*Objective:* Please lay out the items starting at the line containing "Should you be willing to segment every instance of the boy's" and ending at the line containing "M173 145L184 145L183", both included, as a two-column CSV with the headers text and answer and one row per item. Put each field in double quotes and replace any line breaks inside a field with spaces.

*Extracted entries:*
— start —
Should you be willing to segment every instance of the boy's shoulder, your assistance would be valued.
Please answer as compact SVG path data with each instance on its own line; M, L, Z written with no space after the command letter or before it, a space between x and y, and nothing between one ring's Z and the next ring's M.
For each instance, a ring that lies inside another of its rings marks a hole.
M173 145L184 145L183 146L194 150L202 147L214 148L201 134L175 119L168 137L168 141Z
— end —
— start —
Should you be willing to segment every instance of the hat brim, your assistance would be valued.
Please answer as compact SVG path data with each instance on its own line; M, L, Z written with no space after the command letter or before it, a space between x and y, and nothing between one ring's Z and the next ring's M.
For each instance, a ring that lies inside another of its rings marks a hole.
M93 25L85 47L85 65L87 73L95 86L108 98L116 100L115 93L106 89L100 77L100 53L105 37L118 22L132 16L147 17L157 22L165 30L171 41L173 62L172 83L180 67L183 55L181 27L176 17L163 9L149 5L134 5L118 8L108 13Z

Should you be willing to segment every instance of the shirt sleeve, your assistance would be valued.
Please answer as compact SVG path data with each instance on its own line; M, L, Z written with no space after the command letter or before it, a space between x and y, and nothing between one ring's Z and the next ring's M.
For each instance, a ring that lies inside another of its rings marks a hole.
— end —
— start —
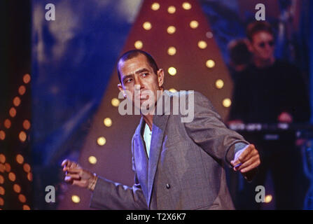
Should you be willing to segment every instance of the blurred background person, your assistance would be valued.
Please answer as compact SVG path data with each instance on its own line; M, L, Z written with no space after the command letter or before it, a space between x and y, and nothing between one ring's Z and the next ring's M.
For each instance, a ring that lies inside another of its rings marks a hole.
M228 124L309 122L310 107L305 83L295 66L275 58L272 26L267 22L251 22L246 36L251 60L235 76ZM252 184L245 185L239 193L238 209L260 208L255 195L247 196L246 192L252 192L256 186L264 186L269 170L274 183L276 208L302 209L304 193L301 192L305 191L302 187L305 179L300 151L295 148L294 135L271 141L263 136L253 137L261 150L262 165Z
— end —
*The solution:*
text,answer
"Should you be willing to segment every instance of the boy's shoulder, your assistance would be valued. Please answer as compact SVG path data with each instance on its own line; M, L, Z written with no space after the command letter or before it, a space between x and y, and nothing between one ring's Z and the next ring's M. For each instance, a ring that lies inside another of its rings marks a hole.","M173 145L184 145L183 146L194 150L202 147L214 148L201 134L175 119L168 137L168 141Z"